[Labeled box records]
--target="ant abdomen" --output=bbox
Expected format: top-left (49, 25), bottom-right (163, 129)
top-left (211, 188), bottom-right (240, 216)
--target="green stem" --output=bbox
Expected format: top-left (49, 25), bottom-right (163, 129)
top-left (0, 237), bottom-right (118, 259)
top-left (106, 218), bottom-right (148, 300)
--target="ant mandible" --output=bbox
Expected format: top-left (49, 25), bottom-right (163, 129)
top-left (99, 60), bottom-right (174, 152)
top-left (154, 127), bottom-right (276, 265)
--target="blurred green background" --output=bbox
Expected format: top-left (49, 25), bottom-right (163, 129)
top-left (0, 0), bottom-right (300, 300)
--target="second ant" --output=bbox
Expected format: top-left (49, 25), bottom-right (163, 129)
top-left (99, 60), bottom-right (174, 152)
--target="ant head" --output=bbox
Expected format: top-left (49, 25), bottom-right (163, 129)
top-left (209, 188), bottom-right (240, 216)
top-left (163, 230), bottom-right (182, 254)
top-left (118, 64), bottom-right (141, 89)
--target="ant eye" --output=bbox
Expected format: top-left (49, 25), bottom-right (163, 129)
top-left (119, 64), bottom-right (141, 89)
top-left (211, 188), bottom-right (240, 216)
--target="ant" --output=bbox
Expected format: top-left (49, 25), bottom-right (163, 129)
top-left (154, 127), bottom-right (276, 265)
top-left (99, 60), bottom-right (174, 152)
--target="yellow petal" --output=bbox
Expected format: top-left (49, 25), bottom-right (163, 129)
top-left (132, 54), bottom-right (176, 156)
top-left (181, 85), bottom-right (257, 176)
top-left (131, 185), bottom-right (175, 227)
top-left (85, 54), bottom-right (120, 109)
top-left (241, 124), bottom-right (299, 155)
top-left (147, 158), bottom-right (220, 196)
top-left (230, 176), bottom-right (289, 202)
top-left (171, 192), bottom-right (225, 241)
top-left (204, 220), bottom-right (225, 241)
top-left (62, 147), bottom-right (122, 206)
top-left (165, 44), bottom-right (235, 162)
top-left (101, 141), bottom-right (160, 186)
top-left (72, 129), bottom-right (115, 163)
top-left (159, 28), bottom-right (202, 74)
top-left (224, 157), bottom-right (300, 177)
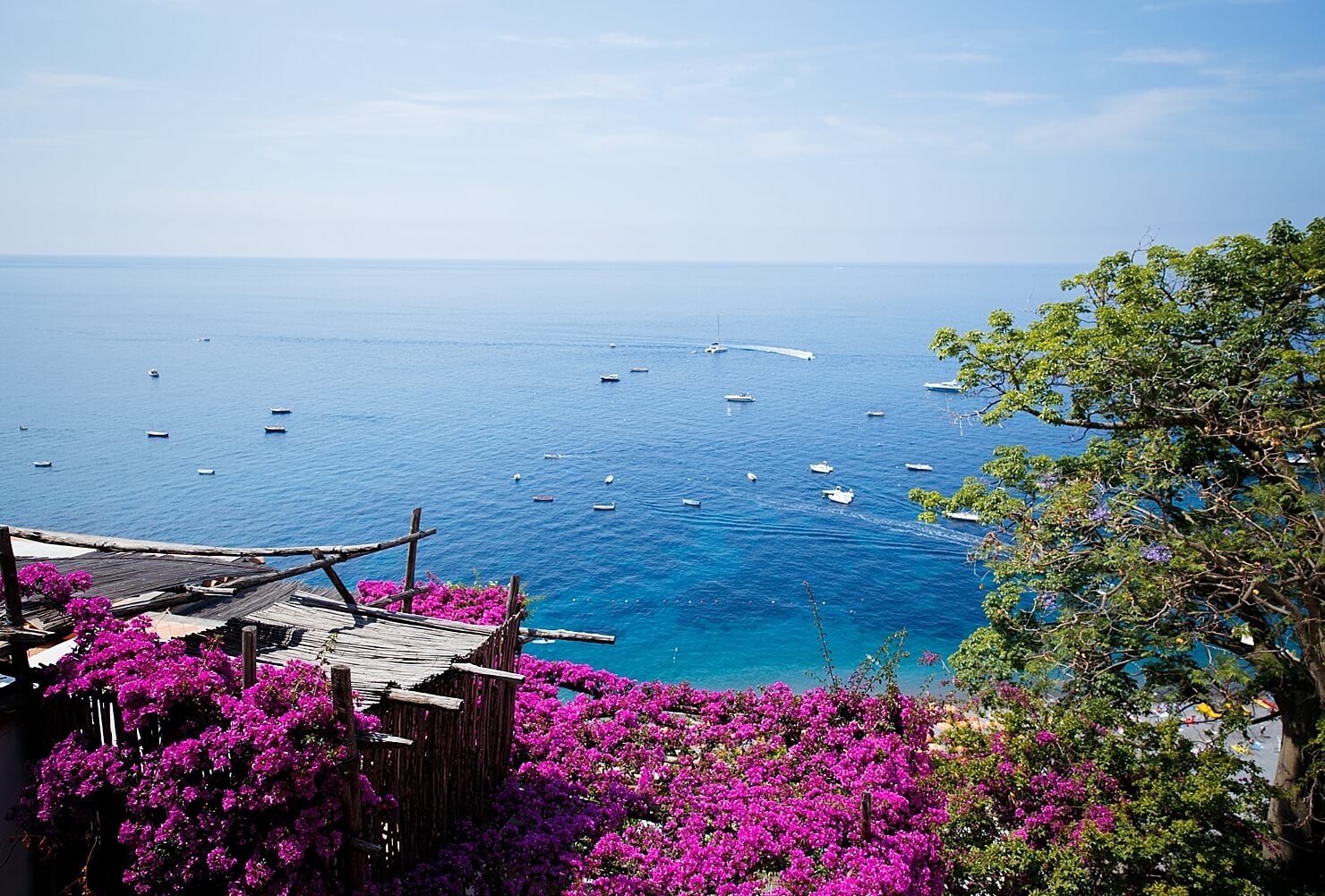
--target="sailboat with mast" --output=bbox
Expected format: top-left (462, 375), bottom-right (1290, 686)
top-left (704, 314), bottom-right (728, 355)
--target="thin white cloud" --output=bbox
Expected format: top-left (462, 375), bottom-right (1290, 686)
top-left (1113, 47), bottom-right (1209, 65)
top-left (1018, 88), bottom-right (1223, 149)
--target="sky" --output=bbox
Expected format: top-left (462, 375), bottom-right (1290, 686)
top-left (0, 0), bottom-right (1325, 262)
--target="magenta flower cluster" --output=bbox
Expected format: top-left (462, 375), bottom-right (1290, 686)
top-left (359, 584), bottom-right (946, 896)
top-left (16, 567), bottom-right (380, 896)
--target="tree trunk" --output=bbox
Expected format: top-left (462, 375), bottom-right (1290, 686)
top-left (1267, 688), bottom-right (1325, 884)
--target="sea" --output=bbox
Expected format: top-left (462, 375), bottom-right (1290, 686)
top-left (0, 256), bottom-right (1085, 689)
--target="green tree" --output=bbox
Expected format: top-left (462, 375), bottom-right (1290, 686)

*WHAT IS NEEDED:* Report every line of the data above that contains the word "green", copying each line unchanged.

*EXERCISE SOLUTION:*
--target="green stem" --output=bbox
--target="blurred green background" --output=bbox
--target="green tree" --output=bbox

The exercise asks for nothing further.